◆ **EXERCISE DIRECTIONS**
Print all the records exactly, please.

◆ **RECORD EXTRACTS**
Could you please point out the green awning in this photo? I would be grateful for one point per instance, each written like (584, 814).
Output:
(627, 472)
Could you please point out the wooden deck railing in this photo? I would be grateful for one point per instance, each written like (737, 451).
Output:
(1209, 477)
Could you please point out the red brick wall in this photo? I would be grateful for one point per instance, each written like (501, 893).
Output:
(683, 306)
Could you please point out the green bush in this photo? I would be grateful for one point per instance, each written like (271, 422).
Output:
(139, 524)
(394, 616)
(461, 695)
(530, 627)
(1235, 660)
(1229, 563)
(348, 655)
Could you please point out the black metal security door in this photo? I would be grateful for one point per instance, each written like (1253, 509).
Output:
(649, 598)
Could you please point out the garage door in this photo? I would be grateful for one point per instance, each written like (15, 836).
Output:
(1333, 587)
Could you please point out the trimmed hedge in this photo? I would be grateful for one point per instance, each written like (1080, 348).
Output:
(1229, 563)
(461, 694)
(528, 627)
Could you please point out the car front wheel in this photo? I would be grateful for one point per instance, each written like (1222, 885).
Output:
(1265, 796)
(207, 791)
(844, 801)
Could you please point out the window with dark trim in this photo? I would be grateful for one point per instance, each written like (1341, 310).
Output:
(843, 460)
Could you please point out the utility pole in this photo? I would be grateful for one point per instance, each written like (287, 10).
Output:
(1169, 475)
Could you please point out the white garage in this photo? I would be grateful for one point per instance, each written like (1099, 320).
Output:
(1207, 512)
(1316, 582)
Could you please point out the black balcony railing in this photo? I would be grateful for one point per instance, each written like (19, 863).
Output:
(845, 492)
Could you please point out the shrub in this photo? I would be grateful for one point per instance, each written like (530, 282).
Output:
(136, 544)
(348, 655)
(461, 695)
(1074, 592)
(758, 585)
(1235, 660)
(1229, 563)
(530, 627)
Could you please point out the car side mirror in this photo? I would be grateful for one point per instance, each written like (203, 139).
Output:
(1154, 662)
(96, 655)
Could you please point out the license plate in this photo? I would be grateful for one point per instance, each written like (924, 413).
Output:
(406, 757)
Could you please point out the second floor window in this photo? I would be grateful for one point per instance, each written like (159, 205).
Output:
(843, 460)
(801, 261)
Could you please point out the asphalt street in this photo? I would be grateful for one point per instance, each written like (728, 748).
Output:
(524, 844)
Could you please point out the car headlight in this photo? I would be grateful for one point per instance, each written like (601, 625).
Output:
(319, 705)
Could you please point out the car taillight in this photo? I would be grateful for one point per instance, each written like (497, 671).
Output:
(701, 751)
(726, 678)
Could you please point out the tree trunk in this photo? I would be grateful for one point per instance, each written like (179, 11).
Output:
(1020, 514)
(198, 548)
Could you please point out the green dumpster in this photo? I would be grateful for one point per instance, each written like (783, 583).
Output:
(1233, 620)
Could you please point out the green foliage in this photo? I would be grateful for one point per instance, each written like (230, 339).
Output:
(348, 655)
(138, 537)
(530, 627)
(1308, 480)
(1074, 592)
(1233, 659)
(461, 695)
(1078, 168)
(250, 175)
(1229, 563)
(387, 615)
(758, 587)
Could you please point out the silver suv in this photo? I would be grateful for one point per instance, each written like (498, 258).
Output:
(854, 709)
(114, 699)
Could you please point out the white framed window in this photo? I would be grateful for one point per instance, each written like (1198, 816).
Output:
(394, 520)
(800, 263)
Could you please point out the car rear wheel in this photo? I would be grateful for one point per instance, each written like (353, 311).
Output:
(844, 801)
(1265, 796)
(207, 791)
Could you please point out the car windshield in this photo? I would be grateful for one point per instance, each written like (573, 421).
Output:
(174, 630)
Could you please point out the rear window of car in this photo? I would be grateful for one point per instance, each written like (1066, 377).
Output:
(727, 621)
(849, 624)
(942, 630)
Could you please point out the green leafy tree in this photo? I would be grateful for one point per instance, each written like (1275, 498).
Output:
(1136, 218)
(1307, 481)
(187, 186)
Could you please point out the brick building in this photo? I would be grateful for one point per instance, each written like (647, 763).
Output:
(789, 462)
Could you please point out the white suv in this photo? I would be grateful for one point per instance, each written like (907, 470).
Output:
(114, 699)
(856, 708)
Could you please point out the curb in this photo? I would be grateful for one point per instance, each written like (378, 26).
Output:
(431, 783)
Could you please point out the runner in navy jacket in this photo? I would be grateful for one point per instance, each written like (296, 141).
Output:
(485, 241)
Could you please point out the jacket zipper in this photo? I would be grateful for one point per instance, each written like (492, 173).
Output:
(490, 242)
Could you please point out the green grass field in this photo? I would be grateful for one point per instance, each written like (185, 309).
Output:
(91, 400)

◆ **OUTPUT**
Could you please point out the green awning in this photo? I would be grateful for one point per instance, each written like (584, 814).
Output:
(627, 472)
Could you please point out the wooden deck railing in this photo? I would be grateful for one point per instance, each written like (737, 451).
Output:
(1209, 477)
Could you please point out the red brick wall in this photo? I would be grateful for one point per instance, each written like (501, 893).
Output:
(683, 306)
Could you please point out the green bush in this photo? I would be grateful for one point per instance, each written like (271, 422).
Output:
(139, 524)
(394, 616)
(461, 695)
(530, 627)
(1235, 660)
(1229, 563)
(348, 655)
Could you please point out the black metal security door in this photo? I would be grateful for one point per instance, each written like (1253, 509).
Output:
(649, 598)
Could you please point out the garage door in this photo? I would be grateful for one point per instance, each written like (15, 836).
Output:
(1333, 587)
Could you please point out the trimmed hedge in this photo? I would be grateful for one point per instance, each written like (1080, 348).
Output:
(1229, 563)
(461, 694)
(528, 627)
Could you please point out the car front wheel in this photo? I would be grateful for one point per instance, each written like (1222, 885).
Output:
(1265, 796)
(207, 791)
(844, 801)
Could you please point out the window with dark trim in this photo? I would be grateful for one point per instance, each written like (1341, 310).
Output:
(843, 460)
Could you please point out the utility pole in this photo? I would be grateful for one point per instance, each written like (287, 10).
Output:
(1169, 475)
Could you please point out the white garage in this photo? I would be grateful for one point per instance, each written like (1099, 320).
Output:
(1207, 512)
(1316, 582)
Could you please point out the black balcony railing in this photo? I would be grateful for one point per instance, each written like (19, 863).
Output:
(845, 492)
Could you please point out the shrub in this photo? I would be grateful for one point per instance, each written like (530, 282).
Output:
(136, 544)
(348, 655)
(461, 695)
(1074, 592)
(758, 585)
(1235, 660)
(1229, 563)
(530, 627)
Could you please point out the car side mirror in this photo? I would be grateful for one point per instance, each written like (203, 139).
Output:
(1154, 662)
(96, 655)
Could you please point out the license plate in this photo? I would be grateful for one point per instance, each written like (924, 413).
Output:
(406, 757)
Could you please point out the second floor window in this photo? I would be grateful for one point per instance, each written like (159, 205).
Output:
(843, 460)
(801, 261)
Could you please point out the asphalt street in this photo? I would be grateful for one point per instance, each written like (728, 748).
Output:
(524, 844)
Could you please point out the car headlight in this photo? I would be grateful for one point per instance, each written like (601, 625).
Output:
(319, 705)
Could you please point out the car taillight in this photo? I would be grateful for one point per instance, each written like (497, 671).
Output:
(701, 751)
(726, 678)
Could you please point out the tree trunk in this photo? I would be grateful for one point per instance, each written like (179, 11).
Output:
(1020, 514)
(198, 548)
Could you please point out the green dumpster in this photo? I would be grateful for one point per instance, each written like (783, 583).
Output:
(1233, 620)
Could you please point out the green foliage in this photo? I would be grateful for one point per instance, each written like (230, 339).
Output:
(348, 655)
(138, 537)
(530, 627)
(1308, 480)
(1074, 592)
(1233, 659)
(461, 695)
(1078, 168)
(250, 175)
(1229, 563)
(387, 615)
(758, 587)
Could you please point out the silver suv in this photo? I would be grateful for one point per instance, each written like (498, 258).
Output:
(854, 709)
(114, 699)
Could you please point out the white framed window in this photo? I would be grateful for one point per instance, each written like (1198, 816).
Output:
(394, 520)
(800, 263)
Could you please point out the car rear wheel in this photo? I would be grateful for one point per instance, each written like (353, 311).
Output:
(844, 801)
(1265, 796)
(207, 791)
Could you please point out the car windshield in this photo? I would be grateful for one point per instance, each written like (573, 421).
Output:
(174, 630)
Could you please point out the rear window of car in this photo? I would be grateful for one point per instance, each written like (1066, 377).
Output:
(727, 621)
(849, 624)
(942, 630)
Could you please point out the green leafy tree in this photo? I would be grateful for one point per instance, each written like (1275, 498).
Output:
(1136, 218)
(1307, 481)
(187, 186)
Could you please point out the brick building in this photo? I would be grateful for one point per instance, each written like (647, 763).
Output:
(789, 462)
Could you please point out the white suv in this photo? I would be grateful for one point per instance, each written like (907, 470).
Output:
(114, 699)
(856, 708)
Could you please point out the curb in this photo? I would be grateful for one point per instance, each written like (378, 26).
Output:
(431, 783)
Could you please point out the runner in navy jacket in this photo? I would be grateful for one point per instance, each written like (296, 141).
Output:
(485, 241)
Could you please point out the jacket zipper in this photo? I would be grateful for one point per instance, each written like (492, 173).
Output:
(490, 242)
Could you please point out the green grass field in this photo? I would be grateful for one point per instance, each written like (185, 309).
Output:
(91, 400)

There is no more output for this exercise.